DIRECTION >> Starting at the first line of the records and going on through the line with "(1147, 389)", put each line into a JSON list as its own string. Skip blank lines and leave out the picture.

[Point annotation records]

* * * * * * *

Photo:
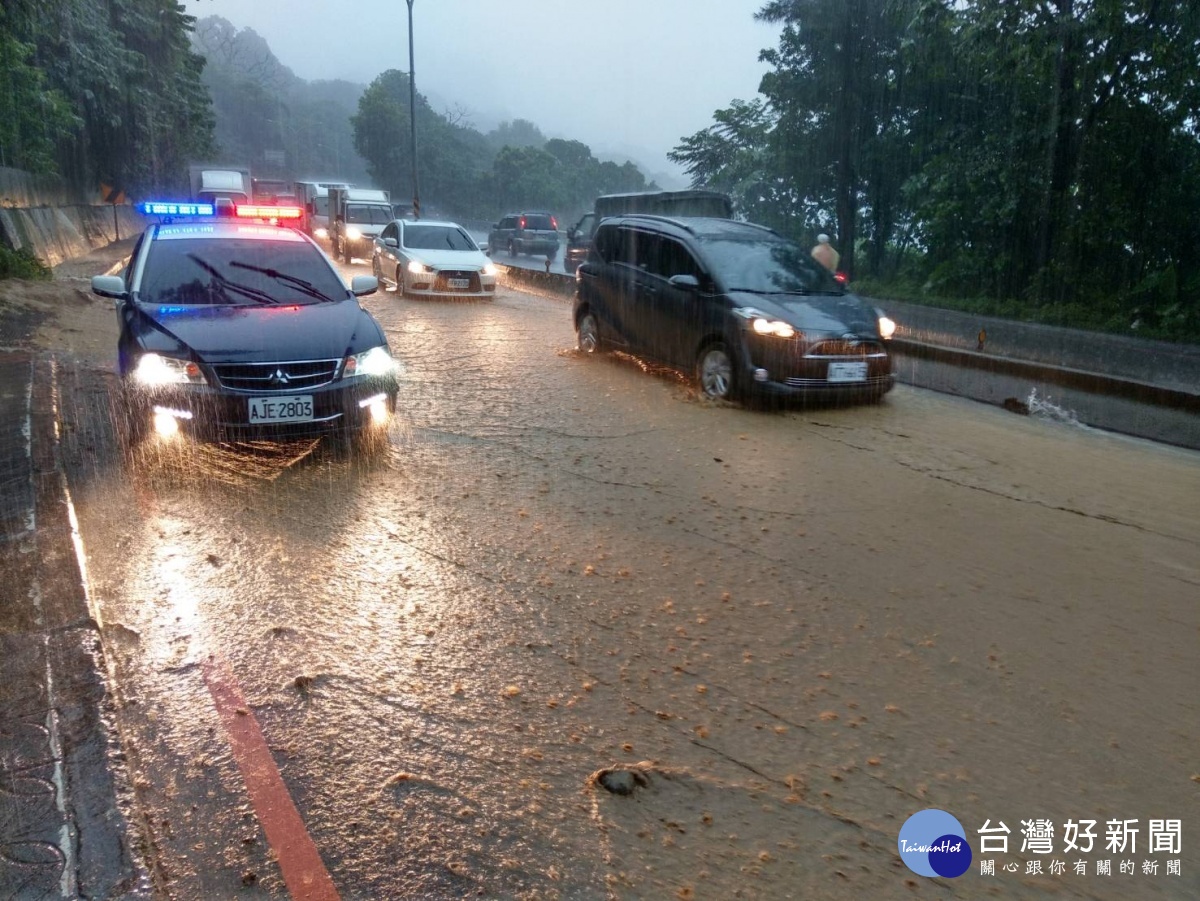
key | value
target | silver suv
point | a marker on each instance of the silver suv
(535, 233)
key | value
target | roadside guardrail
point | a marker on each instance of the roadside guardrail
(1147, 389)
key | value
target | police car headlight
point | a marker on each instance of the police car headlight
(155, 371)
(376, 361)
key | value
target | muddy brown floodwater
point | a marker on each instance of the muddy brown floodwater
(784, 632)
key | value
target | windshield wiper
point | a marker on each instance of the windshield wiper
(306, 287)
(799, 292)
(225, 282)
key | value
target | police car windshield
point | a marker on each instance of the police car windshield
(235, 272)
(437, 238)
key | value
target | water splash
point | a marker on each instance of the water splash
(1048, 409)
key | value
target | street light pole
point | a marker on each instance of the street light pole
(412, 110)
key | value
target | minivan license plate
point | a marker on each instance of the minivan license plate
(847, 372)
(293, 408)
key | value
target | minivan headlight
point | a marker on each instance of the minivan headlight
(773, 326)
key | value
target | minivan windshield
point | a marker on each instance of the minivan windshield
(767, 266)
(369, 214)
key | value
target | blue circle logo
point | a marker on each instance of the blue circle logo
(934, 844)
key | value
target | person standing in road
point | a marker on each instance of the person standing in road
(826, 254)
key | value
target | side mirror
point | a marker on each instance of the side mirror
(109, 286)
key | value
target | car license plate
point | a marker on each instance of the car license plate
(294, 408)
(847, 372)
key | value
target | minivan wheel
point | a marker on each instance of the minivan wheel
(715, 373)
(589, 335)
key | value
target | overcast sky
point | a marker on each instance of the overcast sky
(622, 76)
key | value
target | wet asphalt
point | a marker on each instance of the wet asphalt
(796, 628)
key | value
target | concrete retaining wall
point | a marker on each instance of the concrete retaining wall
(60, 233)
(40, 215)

* * * * * * *

FINAL RESULT >>
[
  "Photo:",
  "key | value",
  "target | silver suv",
  "point | a marker on each instance of the silver suv",
  "(535, 233)",
  "key | value",
  "target | roadside guardrail",
  "point | a marker on each instance of the roadside guardrail",
  "(1147, 389)"
]